WRITTEN REQUEST: Rewrite only the records that begin with the line containing "For the benchmark, mark every instance of the tank gun" and run through the end of the records, both ends included. Keep the requests unchanged, and raise every coordinate in the answers by 9.

— START OF DATA ENTRIES —

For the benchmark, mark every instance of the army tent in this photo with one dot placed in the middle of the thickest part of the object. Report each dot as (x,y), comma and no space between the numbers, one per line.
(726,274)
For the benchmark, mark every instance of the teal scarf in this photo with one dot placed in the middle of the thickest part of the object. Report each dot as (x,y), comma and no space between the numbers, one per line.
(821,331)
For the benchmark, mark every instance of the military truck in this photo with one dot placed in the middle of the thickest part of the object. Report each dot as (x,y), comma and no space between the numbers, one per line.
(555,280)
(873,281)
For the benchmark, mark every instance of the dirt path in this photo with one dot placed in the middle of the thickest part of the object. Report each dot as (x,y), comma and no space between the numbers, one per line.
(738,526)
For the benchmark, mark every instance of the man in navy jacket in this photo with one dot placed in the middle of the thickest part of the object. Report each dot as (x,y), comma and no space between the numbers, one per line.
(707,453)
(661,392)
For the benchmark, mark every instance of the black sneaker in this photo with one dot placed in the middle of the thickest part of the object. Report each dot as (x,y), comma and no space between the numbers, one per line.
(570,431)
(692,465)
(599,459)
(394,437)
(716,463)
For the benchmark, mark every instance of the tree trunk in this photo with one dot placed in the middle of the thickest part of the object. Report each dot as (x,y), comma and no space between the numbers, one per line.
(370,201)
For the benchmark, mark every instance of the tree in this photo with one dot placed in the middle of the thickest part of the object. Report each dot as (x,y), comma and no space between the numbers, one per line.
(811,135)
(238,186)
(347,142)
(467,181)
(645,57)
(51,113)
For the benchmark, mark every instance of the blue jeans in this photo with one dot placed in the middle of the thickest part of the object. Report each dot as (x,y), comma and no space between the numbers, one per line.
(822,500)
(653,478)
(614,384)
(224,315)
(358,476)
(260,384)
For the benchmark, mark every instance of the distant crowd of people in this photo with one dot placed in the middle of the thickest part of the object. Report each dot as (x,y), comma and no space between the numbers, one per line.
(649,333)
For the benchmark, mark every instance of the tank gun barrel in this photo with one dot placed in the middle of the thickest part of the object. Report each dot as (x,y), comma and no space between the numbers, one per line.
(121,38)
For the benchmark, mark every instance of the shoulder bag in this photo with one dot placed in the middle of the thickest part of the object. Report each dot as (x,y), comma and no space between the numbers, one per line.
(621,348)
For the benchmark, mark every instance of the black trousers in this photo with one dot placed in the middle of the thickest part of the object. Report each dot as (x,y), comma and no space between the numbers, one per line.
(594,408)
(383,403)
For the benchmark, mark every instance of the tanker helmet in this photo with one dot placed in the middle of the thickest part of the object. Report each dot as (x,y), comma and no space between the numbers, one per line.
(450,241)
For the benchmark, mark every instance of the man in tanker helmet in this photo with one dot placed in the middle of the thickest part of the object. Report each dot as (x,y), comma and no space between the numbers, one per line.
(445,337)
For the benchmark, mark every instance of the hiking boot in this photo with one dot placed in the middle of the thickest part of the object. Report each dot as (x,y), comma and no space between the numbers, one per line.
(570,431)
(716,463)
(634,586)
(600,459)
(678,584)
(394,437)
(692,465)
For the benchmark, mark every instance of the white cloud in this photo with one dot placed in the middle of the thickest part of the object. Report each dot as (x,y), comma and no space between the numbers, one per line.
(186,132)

— END OF DATA ENTRIES —

THE COMPLETED TASK:
For the benchmark, mark every instance of the tank gun barrel in this photo with one dot placed in the middle of the thickest part of the object. Report each dot as (x,y), comma and no space between the numbers, one per line.
(130,47)
For the benchmark, mark every instance of the shoulder bag in this photo with one dot placed in the middle of the thickest part of the object. Report each dot as (x,y), comma and no space between the numbers, one per line.
(630,357)
For the benchmark, mark every instance of the black trousers in this photo with one dot placed in the middle of the thickest part of the object. Report each dot as (x,y), comma and no space between the numbers, one per line.
(603,417)
(392,412)
For the benchmark, mark every instance of the tanker helmet in this photo with one dot placed in the middle of the thickest part of the object. Report each dot as (x,y), comma and no space between the numbers, one per line.
(459,250)
For the benchmark, mark every instance of the man in tanker helmet in this photo with one dot placed in the middle of the thickest part of the object. Report each dot as (x,y), comma and no space between the numbers, one per line.
(454,346)
For the benchmark, mark every instance of the hiking boot in this photo with one dot placed in the middle of the thickest part of the object. Report each dot as (x,y), comma and no space between the numbers, one per line.
(579,440)
(725,472)
(643,595)
(609,468)
(687,593)
(403,446)
(701,474)
For the benchmark, mark every instance of the white cloud in this photo with one dot placed in the middle of the thickest part of the object. Report each dot as (x,y), comma and no space between the numbers, one per line.
(195,141)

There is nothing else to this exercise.